## RECORDS FOR PROCESSING
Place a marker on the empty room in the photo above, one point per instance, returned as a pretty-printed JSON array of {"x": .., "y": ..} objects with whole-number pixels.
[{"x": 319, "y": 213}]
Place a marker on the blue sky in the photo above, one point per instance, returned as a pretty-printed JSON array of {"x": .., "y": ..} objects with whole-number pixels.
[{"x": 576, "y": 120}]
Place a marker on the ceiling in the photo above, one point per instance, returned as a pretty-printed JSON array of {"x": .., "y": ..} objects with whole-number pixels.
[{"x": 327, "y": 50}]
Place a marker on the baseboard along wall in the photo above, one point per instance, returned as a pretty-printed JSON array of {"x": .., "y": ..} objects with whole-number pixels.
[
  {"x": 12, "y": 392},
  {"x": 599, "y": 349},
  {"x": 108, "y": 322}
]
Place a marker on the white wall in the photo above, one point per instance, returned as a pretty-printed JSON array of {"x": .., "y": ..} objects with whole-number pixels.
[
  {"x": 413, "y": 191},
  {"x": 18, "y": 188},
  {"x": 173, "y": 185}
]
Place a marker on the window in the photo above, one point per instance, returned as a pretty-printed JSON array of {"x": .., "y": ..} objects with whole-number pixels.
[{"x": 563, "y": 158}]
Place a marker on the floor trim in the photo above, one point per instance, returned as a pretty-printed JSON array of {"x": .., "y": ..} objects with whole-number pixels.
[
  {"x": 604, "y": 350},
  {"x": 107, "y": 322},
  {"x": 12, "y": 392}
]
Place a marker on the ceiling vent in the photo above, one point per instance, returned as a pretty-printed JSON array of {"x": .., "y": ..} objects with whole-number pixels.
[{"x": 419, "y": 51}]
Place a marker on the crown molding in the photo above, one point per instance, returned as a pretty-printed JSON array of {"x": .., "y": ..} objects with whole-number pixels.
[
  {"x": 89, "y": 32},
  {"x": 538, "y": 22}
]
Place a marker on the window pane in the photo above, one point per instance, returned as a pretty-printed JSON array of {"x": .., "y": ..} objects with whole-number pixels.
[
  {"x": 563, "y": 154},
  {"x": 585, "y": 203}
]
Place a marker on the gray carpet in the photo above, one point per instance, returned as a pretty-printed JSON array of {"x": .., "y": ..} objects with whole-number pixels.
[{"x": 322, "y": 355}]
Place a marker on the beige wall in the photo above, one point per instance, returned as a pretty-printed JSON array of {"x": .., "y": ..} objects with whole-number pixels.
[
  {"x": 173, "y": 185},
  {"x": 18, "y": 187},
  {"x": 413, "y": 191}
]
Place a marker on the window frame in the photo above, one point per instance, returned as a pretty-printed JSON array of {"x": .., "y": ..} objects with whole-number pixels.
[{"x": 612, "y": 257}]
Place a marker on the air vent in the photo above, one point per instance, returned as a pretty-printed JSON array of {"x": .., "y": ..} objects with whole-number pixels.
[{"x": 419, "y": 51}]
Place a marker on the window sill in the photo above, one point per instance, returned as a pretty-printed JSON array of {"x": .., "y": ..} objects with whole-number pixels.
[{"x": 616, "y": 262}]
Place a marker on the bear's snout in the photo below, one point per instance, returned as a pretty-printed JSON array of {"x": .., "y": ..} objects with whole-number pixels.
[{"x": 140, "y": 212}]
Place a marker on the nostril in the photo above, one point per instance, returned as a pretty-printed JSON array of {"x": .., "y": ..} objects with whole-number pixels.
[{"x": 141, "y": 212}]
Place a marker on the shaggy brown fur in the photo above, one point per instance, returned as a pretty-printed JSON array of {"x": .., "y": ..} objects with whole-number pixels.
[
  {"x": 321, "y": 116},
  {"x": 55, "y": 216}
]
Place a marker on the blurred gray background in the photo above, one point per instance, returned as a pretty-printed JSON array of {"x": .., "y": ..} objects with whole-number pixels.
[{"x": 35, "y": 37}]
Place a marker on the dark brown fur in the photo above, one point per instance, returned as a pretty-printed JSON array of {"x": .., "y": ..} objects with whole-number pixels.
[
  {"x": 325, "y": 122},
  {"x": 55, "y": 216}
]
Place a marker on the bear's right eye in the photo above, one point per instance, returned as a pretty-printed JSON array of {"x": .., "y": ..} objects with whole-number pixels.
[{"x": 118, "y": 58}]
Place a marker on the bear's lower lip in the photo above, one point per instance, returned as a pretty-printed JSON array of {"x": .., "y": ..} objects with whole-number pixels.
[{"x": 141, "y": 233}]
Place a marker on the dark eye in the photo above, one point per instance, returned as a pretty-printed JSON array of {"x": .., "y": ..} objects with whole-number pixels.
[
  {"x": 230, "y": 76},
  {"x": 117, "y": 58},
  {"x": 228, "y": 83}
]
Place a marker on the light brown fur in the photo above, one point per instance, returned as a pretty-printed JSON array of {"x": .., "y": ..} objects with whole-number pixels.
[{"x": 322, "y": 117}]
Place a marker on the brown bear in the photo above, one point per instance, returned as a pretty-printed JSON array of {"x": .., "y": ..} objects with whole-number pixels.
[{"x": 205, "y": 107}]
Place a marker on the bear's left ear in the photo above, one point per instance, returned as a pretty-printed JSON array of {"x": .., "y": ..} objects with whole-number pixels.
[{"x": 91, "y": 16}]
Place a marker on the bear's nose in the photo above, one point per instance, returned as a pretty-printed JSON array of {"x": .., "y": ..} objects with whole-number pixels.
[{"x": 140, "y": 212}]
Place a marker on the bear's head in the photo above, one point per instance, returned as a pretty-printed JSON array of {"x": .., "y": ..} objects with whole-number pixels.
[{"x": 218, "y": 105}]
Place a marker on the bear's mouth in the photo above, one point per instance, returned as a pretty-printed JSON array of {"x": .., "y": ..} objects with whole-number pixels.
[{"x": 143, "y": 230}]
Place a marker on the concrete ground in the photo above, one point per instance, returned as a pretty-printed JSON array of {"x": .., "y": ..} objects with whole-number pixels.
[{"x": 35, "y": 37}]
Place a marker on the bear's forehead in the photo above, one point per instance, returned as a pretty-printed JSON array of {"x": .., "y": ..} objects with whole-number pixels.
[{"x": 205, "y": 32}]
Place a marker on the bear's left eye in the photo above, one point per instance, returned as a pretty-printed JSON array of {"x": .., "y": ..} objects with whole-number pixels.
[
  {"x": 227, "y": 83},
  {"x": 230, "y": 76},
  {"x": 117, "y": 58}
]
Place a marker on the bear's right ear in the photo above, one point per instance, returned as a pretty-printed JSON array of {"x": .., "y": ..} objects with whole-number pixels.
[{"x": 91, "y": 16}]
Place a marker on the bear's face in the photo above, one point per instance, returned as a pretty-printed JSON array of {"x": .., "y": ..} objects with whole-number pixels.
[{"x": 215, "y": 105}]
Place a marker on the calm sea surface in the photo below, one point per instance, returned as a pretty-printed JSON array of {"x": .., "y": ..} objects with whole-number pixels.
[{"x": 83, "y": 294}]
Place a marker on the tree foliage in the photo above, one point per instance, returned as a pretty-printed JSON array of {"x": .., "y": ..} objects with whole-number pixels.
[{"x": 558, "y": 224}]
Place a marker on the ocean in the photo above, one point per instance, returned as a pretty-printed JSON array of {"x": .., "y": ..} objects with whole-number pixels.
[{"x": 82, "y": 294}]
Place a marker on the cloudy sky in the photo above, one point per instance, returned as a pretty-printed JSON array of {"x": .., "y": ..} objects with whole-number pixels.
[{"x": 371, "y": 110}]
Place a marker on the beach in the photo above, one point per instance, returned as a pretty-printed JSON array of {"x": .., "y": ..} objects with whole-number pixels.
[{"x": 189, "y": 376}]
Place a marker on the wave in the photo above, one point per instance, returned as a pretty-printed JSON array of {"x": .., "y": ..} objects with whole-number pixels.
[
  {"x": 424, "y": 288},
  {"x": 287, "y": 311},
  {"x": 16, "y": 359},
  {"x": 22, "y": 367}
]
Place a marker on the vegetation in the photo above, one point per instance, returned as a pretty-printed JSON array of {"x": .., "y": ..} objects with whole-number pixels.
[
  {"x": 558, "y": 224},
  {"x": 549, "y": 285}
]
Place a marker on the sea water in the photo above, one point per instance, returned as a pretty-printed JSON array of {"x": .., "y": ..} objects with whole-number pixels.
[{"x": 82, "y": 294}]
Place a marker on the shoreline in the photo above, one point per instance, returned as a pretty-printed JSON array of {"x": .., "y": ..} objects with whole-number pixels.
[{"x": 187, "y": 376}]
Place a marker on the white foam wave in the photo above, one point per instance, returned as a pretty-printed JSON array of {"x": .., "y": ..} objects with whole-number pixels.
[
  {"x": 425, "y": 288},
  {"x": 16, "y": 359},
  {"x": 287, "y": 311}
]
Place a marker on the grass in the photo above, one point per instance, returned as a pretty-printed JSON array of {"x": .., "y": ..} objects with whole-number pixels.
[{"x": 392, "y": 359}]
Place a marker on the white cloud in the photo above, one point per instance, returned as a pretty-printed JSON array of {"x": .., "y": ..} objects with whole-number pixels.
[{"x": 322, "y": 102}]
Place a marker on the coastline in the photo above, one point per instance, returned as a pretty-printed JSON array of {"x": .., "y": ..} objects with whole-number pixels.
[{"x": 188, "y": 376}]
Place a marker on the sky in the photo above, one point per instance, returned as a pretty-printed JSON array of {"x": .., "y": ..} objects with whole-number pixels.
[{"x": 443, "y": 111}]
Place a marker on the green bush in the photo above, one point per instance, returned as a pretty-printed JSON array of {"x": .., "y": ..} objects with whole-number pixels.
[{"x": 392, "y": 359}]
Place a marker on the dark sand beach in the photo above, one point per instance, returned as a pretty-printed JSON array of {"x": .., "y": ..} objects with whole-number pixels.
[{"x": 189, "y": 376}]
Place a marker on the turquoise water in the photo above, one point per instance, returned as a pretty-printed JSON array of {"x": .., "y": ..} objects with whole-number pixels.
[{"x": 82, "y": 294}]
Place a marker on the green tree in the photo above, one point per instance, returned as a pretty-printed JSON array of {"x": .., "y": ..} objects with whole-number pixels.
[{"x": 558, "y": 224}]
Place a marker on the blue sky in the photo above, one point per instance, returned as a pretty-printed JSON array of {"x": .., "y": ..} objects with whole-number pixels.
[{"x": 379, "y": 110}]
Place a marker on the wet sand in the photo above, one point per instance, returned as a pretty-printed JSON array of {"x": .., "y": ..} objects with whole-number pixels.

## WHAT TO DO
Repeat word for word the lines running from the line containing "Place a marker on the dark sand" to the end of the entries above, inclusive.

## FINISHED ANSWER
Place a marker on the dark sand beach in the photo above, one point per instance, returned as a pretty-printed JSON array of {"x": .., "y": ..} objects with whole-number pixels.
[{"x": 189, "y": 376}]
Place a marker on the turquoise water in the photo above, one point per instance, returned as a pretty-printed JSON array of {"x": .., "y": ..} objects with whole-number pixels.
[{"x": 82, "y": 294}]
Place a marker on the green tree in the photo above, one point per instance, returned as a pretty-printed JSON array of {"x": .., "y": ..} objects with whole-number pixels.
[{"x": 558, "y": 224}]
Place a marker on the blue sky in the photo above, one point per instance, returned as a pretty-printed JSON array of {"x": .., "y": ..} objects with whole-number pixels.
[{"x": 379, "y": 110}]
Place a marker on the wet sand in the photo above, one point per instance, returned as a pretty-printed JSON array of {"x": .., "y": ..} objects with whole-number pixels.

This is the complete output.